◆ **Source passage**
Wednesday, October 22, 2014

Saint Louis, Missouri, United States - Daily Devotions from Lutheran Hour Ministries by Pastor Ken Klaus, Speaker Emeritus of The Lutheran Hour "Criticisms and Compliments" for Wednesday, 22 October 2014

Daily DevosSaint Louis, Missouri, United States - Daily Devotions from Lutheran Hour Ministries by Pastor Ken Klaus, Speaker Emeritus of The Lutheran Hour "Criticisms and Compliments" for Wednesday, 22 October 2014
For our sake He made Him to be sin who knew no sin, so that in Him we might become the righteousness of God.(2 Corinthians 5:21)
Well, Columbus Day, which is the second Monday in October, has come and gone. 
The explorer did not escape the celebration with his name unscathed or untarnished. This year the Seattle School Board agreed that while Columbus Day is a federal holiday they were obligated to have their own celebration, a celebration they call, "Indigenous Peoples' Day."
The resolution, at least in part, said, the board "recognizes the fact that Seattle is built upon the homelands and villages of the Indigenous Peoples ...." It also said the board has a "responsibility to oppose the systematic racism toward indigenous people in the United States which perpetuates high rates of poverty ...."

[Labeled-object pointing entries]
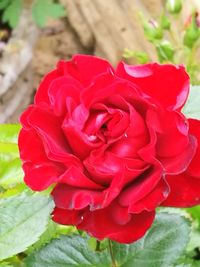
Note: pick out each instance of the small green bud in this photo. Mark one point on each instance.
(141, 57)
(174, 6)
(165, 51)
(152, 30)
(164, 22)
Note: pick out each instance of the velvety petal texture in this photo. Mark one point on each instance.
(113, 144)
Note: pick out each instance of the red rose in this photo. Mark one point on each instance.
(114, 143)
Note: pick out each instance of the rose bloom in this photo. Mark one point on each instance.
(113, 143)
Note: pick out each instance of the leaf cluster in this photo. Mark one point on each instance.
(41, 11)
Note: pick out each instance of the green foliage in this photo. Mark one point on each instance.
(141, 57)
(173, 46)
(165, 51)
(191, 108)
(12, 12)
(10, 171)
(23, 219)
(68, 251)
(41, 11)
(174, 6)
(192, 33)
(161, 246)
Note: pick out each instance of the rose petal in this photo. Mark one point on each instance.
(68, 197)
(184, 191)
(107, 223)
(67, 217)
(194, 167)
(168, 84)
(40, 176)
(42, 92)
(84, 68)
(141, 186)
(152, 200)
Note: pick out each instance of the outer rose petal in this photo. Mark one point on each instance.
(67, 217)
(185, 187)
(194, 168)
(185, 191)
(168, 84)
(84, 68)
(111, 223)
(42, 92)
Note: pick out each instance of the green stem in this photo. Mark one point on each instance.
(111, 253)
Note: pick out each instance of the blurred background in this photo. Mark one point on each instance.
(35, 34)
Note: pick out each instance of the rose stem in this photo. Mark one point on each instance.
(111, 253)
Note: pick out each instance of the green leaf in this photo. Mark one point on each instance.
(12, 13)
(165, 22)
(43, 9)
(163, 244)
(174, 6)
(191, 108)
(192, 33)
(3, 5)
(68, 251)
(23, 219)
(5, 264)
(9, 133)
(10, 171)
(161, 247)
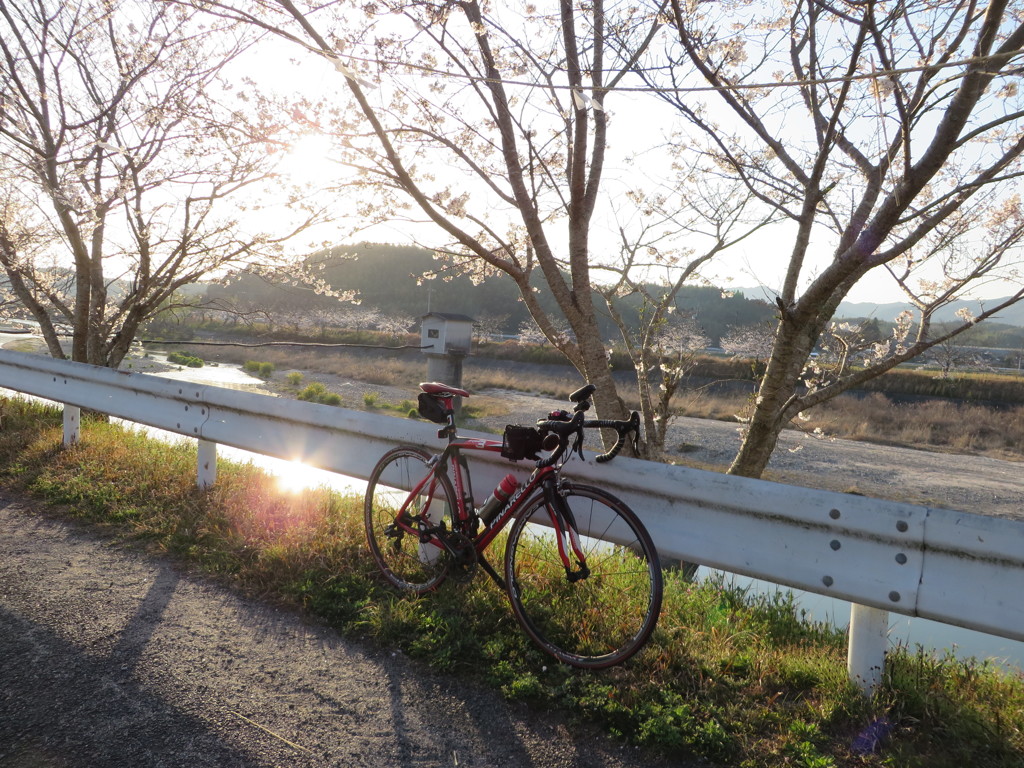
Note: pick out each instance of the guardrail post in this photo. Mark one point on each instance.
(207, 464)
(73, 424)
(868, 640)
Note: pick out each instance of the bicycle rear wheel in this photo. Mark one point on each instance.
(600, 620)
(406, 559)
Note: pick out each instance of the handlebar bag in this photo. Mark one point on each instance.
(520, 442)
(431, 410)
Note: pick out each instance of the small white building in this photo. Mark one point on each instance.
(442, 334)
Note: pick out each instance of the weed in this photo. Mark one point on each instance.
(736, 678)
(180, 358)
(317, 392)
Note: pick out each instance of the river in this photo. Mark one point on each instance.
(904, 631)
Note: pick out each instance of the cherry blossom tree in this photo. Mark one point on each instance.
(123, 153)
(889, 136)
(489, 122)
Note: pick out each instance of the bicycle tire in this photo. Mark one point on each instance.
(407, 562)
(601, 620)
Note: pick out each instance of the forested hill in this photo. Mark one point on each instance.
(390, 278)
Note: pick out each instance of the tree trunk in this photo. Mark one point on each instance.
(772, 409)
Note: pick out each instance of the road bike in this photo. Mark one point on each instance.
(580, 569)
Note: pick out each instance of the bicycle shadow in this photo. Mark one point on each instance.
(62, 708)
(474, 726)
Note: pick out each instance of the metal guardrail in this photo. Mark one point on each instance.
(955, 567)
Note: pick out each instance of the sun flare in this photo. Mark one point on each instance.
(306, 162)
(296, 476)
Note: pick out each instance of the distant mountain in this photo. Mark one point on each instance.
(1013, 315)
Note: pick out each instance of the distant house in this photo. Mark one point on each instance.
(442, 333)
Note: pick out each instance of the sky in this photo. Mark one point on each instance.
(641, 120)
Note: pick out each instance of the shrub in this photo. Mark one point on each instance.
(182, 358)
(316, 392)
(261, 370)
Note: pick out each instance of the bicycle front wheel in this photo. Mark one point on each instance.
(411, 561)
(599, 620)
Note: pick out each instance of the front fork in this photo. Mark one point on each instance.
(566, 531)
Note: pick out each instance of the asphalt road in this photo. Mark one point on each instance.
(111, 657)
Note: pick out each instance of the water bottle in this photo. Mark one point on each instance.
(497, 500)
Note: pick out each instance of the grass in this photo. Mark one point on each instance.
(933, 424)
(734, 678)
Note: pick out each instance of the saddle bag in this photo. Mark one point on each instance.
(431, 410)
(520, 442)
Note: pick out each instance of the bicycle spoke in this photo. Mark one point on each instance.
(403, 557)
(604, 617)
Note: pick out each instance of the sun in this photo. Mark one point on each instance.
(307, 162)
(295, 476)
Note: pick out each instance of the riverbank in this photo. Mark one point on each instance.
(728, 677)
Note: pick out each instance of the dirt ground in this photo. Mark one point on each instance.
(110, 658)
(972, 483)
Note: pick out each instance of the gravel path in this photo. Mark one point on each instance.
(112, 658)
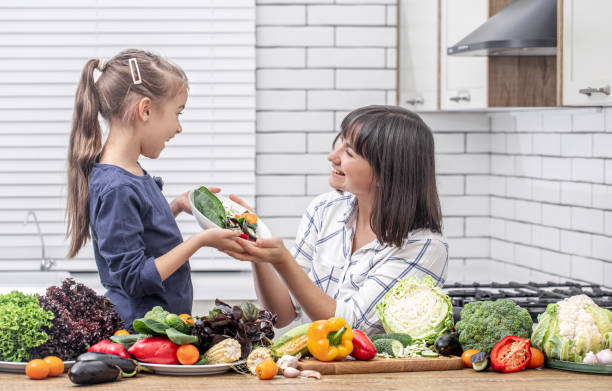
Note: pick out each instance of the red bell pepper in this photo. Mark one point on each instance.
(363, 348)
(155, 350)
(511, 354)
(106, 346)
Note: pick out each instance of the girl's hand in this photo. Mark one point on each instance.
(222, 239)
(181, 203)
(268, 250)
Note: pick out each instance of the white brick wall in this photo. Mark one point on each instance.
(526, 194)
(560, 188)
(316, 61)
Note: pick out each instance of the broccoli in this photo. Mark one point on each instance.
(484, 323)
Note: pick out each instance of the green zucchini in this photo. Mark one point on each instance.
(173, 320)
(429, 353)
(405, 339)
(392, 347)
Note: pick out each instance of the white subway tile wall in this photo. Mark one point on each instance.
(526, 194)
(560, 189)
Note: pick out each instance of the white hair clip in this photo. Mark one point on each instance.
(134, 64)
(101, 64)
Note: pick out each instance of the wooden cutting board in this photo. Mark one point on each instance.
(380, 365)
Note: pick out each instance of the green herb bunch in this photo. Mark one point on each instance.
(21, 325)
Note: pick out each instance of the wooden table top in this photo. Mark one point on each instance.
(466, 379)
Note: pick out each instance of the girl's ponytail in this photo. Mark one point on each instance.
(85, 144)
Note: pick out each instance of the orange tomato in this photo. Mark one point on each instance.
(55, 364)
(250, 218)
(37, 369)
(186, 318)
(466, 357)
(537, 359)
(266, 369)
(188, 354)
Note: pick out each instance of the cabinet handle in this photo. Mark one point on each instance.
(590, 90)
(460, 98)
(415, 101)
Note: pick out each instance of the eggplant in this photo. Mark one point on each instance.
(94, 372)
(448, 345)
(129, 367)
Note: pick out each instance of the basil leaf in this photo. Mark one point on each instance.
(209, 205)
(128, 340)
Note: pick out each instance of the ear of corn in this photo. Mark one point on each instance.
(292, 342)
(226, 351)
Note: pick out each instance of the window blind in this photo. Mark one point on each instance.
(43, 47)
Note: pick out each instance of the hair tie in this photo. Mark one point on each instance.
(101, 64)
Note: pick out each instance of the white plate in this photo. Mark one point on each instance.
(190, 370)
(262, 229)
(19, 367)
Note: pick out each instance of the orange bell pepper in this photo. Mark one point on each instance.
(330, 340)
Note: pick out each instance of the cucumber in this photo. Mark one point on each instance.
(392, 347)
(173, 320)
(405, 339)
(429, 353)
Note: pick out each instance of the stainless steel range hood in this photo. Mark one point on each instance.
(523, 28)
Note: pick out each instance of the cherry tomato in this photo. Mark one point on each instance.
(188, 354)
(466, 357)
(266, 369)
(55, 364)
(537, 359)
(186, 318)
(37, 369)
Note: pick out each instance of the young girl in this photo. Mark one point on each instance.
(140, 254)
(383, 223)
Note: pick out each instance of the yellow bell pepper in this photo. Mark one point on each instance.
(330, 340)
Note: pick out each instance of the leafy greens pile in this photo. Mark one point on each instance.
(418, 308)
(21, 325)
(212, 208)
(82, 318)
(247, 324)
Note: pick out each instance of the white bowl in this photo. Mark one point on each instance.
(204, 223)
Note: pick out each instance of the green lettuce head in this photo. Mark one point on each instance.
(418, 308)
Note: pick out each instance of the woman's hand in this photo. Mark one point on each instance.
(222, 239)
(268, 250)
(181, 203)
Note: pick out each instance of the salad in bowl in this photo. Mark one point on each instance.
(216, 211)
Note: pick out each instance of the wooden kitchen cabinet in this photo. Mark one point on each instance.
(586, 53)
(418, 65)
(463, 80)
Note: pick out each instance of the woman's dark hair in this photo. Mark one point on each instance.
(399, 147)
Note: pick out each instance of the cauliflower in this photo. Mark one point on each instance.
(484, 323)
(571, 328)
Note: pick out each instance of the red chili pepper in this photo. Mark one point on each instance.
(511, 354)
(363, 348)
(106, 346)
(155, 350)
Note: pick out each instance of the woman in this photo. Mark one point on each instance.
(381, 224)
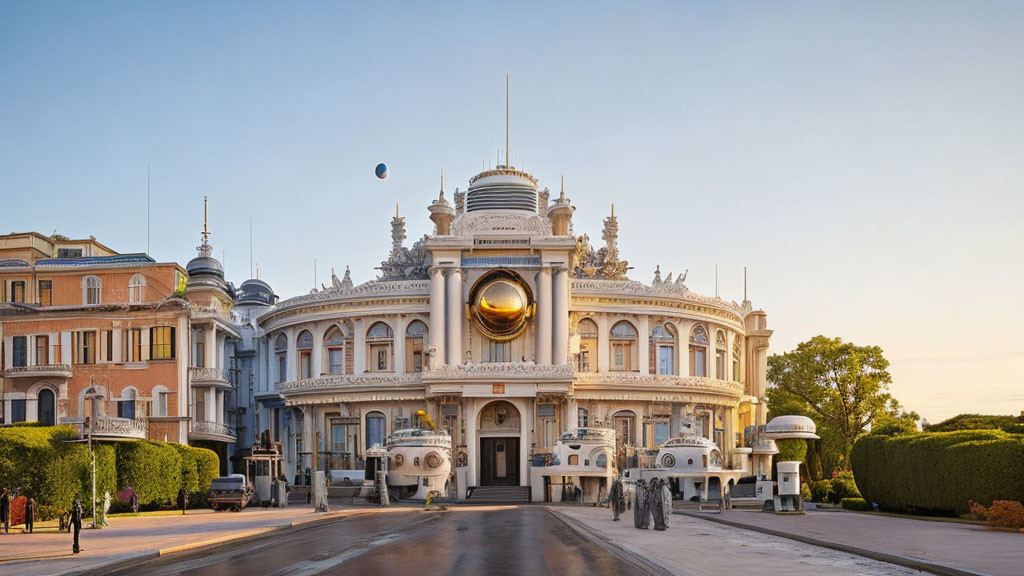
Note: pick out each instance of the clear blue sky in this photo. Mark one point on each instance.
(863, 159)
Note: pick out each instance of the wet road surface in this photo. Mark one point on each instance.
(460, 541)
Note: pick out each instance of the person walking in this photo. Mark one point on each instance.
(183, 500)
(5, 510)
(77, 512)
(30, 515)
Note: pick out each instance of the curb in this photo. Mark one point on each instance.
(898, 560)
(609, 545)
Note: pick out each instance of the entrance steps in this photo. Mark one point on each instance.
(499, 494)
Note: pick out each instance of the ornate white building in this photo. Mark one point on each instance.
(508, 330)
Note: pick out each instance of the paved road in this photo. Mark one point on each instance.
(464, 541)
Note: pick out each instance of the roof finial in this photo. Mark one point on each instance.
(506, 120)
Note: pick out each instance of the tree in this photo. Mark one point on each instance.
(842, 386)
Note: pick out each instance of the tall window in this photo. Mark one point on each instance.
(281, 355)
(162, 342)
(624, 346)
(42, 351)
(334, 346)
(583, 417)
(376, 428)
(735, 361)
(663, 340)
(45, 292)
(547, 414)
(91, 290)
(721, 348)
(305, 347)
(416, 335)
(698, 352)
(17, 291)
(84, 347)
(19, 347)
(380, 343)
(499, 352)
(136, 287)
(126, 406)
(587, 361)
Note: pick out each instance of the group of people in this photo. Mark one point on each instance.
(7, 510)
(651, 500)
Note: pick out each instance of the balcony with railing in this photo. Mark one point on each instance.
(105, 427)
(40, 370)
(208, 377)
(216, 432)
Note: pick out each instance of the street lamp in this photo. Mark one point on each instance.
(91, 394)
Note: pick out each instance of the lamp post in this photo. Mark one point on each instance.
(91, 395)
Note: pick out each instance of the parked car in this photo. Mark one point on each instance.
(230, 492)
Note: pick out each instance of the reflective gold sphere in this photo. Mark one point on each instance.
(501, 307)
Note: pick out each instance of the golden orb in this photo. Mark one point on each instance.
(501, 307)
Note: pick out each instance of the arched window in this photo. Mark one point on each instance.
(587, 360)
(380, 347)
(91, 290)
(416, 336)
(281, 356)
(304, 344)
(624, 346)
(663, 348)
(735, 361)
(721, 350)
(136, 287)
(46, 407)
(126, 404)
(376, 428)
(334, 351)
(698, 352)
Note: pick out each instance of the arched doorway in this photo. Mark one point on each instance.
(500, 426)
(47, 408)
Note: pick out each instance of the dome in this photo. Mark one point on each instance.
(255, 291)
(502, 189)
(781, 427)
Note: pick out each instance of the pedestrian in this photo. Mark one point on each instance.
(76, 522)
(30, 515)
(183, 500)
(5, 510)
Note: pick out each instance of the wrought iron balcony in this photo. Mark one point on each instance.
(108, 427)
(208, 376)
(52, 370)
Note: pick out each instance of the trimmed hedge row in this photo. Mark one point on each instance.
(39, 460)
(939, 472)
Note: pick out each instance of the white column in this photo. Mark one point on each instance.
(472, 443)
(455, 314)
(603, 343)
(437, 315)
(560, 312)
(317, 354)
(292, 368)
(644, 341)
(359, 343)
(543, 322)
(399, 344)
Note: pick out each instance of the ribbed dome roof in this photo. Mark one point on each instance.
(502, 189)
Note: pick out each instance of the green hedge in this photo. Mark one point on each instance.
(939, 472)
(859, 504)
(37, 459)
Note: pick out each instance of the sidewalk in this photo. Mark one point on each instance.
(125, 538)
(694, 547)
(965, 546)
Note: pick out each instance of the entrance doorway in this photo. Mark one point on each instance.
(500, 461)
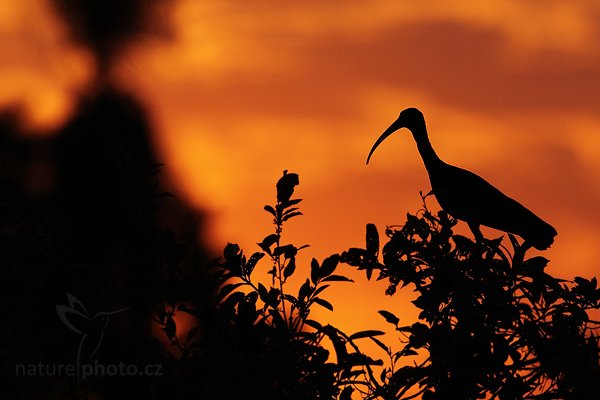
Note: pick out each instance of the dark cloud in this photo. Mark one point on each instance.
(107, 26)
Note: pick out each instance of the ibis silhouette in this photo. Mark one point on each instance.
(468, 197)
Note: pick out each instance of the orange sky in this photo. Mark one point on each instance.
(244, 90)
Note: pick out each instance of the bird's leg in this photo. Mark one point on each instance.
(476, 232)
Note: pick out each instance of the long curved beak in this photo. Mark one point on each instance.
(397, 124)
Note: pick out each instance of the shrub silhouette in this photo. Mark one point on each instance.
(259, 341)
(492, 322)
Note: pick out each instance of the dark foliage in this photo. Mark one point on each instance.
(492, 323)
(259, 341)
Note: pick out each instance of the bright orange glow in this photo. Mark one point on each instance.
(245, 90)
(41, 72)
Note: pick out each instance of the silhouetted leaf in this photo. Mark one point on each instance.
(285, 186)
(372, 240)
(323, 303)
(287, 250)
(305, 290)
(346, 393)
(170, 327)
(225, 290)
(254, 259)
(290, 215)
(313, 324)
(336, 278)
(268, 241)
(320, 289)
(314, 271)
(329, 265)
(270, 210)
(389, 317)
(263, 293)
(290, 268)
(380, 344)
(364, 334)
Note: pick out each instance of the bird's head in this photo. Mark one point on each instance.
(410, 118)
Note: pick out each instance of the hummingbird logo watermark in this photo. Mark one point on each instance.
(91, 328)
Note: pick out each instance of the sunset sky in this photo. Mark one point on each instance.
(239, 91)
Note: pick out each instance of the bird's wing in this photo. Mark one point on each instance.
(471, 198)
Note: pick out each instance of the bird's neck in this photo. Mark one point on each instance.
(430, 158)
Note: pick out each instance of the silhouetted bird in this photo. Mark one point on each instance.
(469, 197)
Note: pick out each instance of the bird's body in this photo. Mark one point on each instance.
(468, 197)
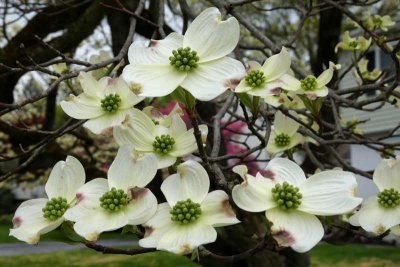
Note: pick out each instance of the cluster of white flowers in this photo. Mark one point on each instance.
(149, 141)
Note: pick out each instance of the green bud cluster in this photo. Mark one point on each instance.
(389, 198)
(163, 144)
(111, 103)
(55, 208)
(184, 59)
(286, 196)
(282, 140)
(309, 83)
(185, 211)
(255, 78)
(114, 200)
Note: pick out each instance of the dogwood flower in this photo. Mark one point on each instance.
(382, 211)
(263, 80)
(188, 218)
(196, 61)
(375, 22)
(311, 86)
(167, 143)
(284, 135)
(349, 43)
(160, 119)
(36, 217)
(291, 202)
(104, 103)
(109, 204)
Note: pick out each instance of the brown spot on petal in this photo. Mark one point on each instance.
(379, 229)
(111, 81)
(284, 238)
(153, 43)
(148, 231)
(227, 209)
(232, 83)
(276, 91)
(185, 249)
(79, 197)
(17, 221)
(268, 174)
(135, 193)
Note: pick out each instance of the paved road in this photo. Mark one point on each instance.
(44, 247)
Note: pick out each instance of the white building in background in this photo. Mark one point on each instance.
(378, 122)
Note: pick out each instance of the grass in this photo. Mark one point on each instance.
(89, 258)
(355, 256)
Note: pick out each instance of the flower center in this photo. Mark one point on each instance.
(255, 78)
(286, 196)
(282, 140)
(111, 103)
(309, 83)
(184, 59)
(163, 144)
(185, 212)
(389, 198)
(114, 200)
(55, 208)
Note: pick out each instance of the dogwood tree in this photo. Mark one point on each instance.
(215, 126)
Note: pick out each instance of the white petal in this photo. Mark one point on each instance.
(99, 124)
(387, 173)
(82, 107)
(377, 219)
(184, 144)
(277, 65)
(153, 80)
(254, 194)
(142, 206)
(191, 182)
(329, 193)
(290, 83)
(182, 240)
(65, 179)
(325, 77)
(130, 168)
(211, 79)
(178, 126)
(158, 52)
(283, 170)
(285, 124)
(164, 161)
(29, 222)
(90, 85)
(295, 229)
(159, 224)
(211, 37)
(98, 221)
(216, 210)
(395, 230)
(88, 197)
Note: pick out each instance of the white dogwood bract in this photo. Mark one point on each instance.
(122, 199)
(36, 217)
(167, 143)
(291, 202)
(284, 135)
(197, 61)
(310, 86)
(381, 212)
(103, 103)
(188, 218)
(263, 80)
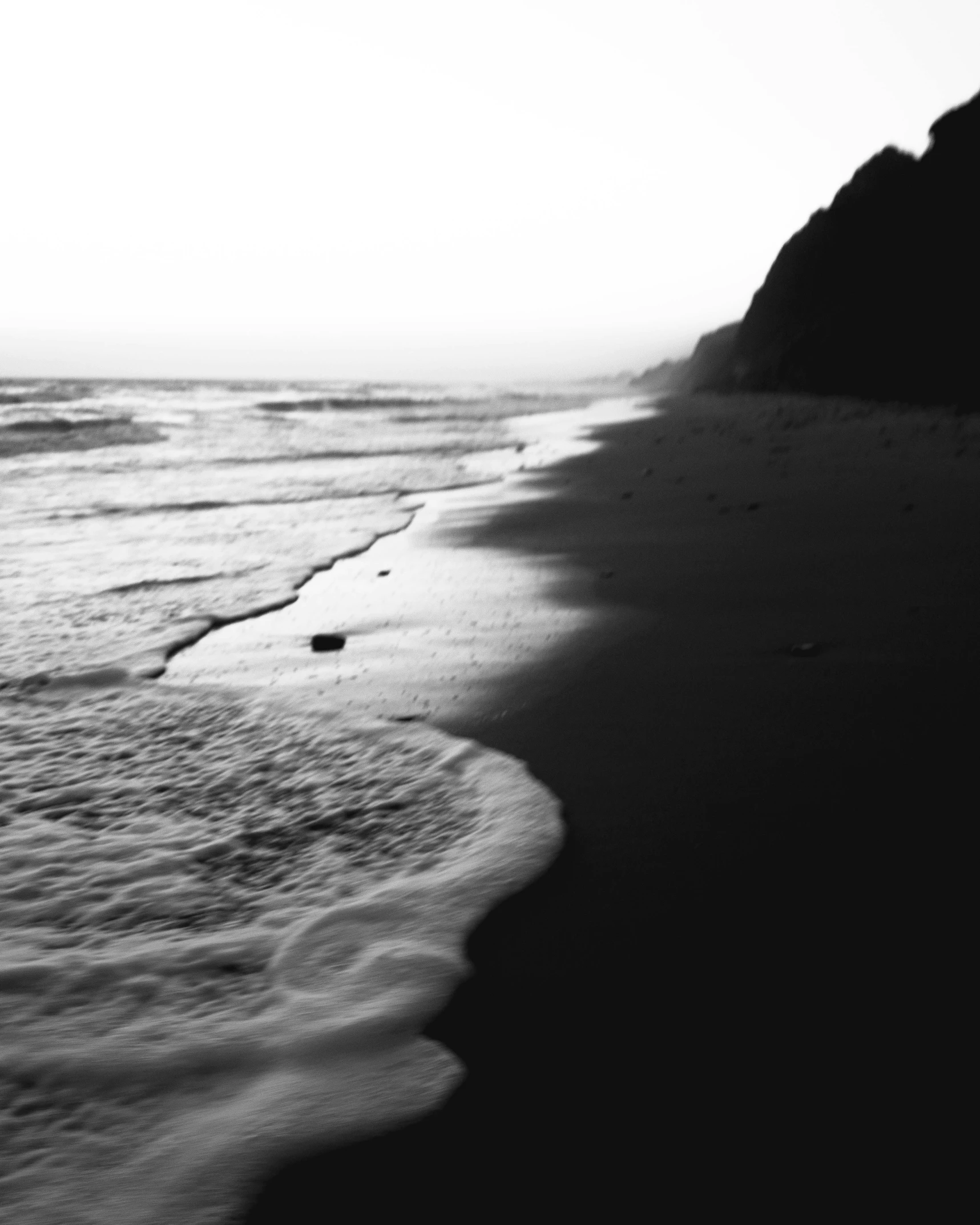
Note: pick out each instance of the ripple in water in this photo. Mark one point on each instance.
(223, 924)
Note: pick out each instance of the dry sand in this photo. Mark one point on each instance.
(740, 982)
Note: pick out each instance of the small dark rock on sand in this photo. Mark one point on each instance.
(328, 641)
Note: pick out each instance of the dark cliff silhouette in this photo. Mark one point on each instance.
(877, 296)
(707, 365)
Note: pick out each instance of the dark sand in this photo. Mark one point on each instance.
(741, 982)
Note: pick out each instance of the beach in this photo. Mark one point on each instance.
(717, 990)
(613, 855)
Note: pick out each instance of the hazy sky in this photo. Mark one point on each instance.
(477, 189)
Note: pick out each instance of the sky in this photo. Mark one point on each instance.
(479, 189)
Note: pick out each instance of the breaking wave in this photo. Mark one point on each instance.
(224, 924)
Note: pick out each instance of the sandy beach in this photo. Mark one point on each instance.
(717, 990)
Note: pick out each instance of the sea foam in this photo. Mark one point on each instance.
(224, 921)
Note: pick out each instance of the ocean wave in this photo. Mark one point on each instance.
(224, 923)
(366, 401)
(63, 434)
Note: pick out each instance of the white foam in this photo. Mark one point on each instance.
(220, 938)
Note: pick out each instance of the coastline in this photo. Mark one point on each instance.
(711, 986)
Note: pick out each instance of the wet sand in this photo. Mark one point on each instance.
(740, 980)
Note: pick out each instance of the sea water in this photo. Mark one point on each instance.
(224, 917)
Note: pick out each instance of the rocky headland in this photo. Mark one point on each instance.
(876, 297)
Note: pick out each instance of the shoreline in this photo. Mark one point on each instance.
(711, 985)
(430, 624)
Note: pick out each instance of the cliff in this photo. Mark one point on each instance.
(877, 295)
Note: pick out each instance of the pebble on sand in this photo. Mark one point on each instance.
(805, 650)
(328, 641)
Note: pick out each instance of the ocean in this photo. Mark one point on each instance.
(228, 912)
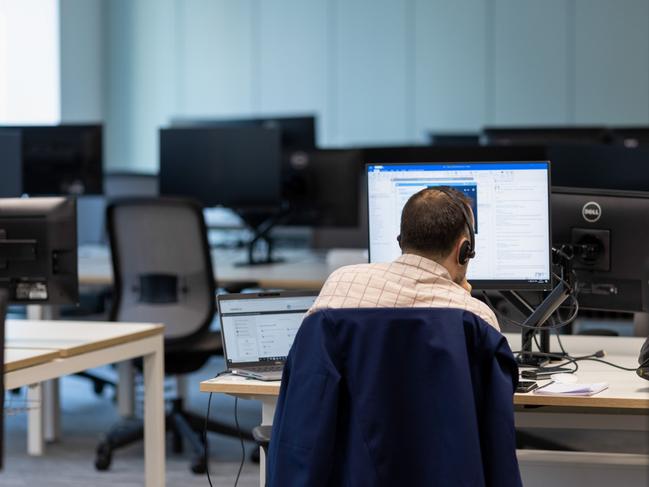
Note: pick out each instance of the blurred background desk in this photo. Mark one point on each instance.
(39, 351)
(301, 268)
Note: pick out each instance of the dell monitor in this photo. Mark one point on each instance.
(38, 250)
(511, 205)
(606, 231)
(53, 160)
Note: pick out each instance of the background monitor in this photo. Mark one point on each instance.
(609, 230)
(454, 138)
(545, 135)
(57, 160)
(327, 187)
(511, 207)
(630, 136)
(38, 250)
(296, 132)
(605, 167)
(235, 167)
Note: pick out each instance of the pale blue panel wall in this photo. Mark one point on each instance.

◆ **Exercise**
Swap "Pastor" for "Reverend" as you write out the part of the devotion that opens with the words containing "Wednesday, October 22, 2014" and closes with "God.(2 Corinthians 5:21)".

◆ **Output for this exercise**
Wednesday, October 22, 2014

Saint Louis, Missouri, United States - Daily Devotions from Lutheran Hour Ministries by Reverend Ken Klaus, Speaker Emeritus of The Lutheran Hour "Criticisms and Compliments" for Wednesday, 22 October 2014

Daily DevosSaint Louis, Missouri, United States - Daily Devotions from Lutheran Hour Ministries by Reverend Ken Klaus, Speaker Emeritus of The Lutheran Hour "Criticisms and Compliments" for Wednesday, 22 October 2014
For our sake He made Him to be sin who knew no sin, so that in Him we might become the righteousness of God.(2 Corinthians 5:21)